▸ **Things to do**:
1. According to the article on parental burnout, how many parents were surveyed in the UCLouvain study?
2. Pick up the article on parental burnout after its last sentence and continue writing it.

▸ **Extracted text**:
*** Begin section ***

New Study Shows Parental Burnout Is Worse in the US Than Most Other Countries

American parents are "under heightened levels of stress"—and it's worse here than almost anywhere else. But why?

Parents are stressed—but the level of burnout they feel can greatly vary, and a big part of it has to do with where they live.

In a new study by researchers from UCLouvain in Belgium, 17,409 parents (with at least one child living at home) from 42 countries were surveyed between January 2018 and March 2020 to examine their parental satisfaction and exhaustion. All data was collected before COVID-19 lockdowns, so findings are based on pre-pandemic levels of burnout and, with all of the added burdens over the past year, have likely increased.

Researchers asked parents about their sociodemographic characteristics, family dynamics, and also about how burned out they were feeling by measuring emotional exhaustion, emotional distance from their kids, parental duties, the pleasure they found in being a parent, and how they've changed since becoming a parent.

*** End section ***

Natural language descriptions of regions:

*** Begin section ***

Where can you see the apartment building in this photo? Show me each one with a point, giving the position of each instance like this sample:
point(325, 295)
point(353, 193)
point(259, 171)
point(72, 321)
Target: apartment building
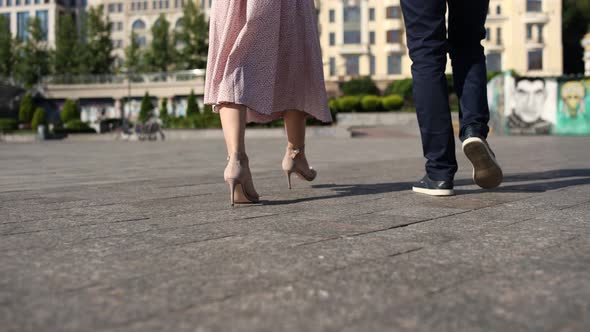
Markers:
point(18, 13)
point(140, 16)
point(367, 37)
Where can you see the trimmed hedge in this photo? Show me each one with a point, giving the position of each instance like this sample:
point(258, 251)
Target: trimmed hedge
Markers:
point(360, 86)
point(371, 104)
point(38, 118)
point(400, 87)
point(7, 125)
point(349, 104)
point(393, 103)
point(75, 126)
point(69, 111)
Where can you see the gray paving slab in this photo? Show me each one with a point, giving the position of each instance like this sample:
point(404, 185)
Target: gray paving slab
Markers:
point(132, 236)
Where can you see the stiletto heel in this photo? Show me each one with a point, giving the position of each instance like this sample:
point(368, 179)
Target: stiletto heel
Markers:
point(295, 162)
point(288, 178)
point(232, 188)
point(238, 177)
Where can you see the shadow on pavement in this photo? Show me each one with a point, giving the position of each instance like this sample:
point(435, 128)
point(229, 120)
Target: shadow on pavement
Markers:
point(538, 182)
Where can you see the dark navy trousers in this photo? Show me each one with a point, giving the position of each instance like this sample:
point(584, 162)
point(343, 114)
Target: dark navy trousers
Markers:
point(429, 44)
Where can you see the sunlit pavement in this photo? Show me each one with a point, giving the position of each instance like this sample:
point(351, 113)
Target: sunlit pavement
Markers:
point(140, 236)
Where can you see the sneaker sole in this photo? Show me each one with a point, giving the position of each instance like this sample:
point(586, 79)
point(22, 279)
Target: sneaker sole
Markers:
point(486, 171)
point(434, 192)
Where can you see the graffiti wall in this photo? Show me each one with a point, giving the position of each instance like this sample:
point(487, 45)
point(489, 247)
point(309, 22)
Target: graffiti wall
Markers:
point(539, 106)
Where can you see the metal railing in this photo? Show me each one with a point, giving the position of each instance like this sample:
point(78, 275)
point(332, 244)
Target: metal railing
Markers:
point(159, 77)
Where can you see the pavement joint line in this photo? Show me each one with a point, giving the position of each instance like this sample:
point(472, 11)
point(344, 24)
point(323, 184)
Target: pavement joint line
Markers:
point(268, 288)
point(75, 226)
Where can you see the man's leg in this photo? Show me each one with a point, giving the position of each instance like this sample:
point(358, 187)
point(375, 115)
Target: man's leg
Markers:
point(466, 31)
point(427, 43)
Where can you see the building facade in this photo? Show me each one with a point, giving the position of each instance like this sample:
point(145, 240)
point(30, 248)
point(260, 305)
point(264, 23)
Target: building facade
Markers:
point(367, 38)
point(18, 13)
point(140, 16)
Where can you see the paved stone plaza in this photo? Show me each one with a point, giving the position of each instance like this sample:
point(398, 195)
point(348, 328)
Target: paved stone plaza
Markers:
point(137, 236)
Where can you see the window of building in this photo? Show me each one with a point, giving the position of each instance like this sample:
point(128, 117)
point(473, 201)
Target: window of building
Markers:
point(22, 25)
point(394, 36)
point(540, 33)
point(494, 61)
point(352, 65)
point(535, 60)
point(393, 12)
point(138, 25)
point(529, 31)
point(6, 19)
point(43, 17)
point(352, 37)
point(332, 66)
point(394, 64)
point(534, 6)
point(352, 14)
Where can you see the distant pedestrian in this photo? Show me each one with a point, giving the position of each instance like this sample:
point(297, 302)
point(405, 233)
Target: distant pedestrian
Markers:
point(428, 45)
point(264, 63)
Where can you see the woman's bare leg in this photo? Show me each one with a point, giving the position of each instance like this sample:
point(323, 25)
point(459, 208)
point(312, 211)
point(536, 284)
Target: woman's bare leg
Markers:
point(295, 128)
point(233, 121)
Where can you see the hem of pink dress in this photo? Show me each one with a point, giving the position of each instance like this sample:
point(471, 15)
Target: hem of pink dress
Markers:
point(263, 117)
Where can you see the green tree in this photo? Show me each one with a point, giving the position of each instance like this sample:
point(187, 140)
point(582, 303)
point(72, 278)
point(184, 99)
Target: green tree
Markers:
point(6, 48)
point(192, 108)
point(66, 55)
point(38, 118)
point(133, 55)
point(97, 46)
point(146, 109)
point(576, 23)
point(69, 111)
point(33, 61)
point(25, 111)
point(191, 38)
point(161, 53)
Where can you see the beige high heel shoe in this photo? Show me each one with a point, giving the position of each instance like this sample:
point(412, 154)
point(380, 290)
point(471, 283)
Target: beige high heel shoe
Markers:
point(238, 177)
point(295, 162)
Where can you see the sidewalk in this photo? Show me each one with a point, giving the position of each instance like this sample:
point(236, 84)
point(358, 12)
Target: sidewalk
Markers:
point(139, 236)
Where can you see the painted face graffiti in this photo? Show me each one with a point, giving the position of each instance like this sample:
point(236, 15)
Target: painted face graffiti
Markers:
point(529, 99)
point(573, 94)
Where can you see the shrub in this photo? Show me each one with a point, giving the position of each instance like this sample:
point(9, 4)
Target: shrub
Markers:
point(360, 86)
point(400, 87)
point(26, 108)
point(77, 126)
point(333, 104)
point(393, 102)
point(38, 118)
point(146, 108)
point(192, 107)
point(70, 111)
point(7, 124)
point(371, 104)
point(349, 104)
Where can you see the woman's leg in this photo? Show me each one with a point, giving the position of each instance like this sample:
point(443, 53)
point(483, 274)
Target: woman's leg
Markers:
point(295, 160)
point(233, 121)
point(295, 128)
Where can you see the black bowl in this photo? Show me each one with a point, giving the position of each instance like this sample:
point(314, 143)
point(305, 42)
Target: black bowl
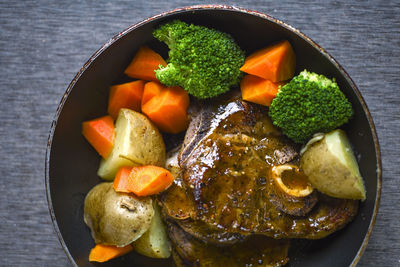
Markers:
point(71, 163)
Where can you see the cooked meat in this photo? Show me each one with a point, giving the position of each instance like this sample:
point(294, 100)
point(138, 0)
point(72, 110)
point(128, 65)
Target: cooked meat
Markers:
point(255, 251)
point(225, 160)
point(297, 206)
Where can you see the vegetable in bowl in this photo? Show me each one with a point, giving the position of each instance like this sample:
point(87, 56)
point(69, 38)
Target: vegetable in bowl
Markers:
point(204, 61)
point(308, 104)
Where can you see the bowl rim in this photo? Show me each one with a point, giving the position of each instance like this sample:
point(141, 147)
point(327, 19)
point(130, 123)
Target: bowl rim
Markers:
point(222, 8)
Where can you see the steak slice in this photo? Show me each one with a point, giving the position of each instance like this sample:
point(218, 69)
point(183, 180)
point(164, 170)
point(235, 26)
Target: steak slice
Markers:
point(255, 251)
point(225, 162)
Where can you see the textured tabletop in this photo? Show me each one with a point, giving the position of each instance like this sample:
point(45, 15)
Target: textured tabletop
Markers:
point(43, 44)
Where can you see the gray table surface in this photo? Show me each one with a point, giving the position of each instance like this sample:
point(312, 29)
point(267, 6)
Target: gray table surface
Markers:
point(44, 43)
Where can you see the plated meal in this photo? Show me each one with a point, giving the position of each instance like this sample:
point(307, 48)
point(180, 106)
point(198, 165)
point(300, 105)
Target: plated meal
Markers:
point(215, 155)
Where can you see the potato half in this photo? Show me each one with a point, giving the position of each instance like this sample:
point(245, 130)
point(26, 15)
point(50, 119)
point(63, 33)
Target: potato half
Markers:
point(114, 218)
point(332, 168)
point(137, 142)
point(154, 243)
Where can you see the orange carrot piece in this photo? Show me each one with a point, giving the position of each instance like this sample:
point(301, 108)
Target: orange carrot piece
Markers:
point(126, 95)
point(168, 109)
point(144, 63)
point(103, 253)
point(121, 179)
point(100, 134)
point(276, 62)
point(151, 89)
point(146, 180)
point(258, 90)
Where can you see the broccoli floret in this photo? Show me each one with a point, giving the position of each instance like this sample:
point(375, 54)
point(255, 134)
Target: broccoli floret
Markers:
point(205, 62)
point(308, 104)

*** End section ***

▸ **Responses for each task**:
1. 17,409 parents.

2.
An image of parents with their children.
Getty Images. Art: Jillian Sellers.

The findings: Parents in Western or "Euro-American" countries tended to have higher levels of burnout, with Belgium leading the pack at 8.1 percent of parents, followed by the U.S. at 7.9 percent, and Poland at 7.7 percent. More South American, African, and Asian parents reported less burnout.

But why are Euro-American—and specifically American—parents feeling it more than others? Our culture, which prioritizes the self and personal achievements over the collective whole, could play a role.

"Individualistic cultures, in particular, displayed a noticeably higher prevalence and mean level of parental burnout," the researchers wrote in their study. "Indeed, individualism plays a larger role in parental burnout than either economic inequalities across countries, or any other individual and family characteristic examined so far, including the number and age of children and the number of hours spent with them."

And while that may be true, it's also worth noting that societal expectations set upon U.S. parents—and the mom-shaming and judging that comes along with it—can certainly weigh on caregivers today.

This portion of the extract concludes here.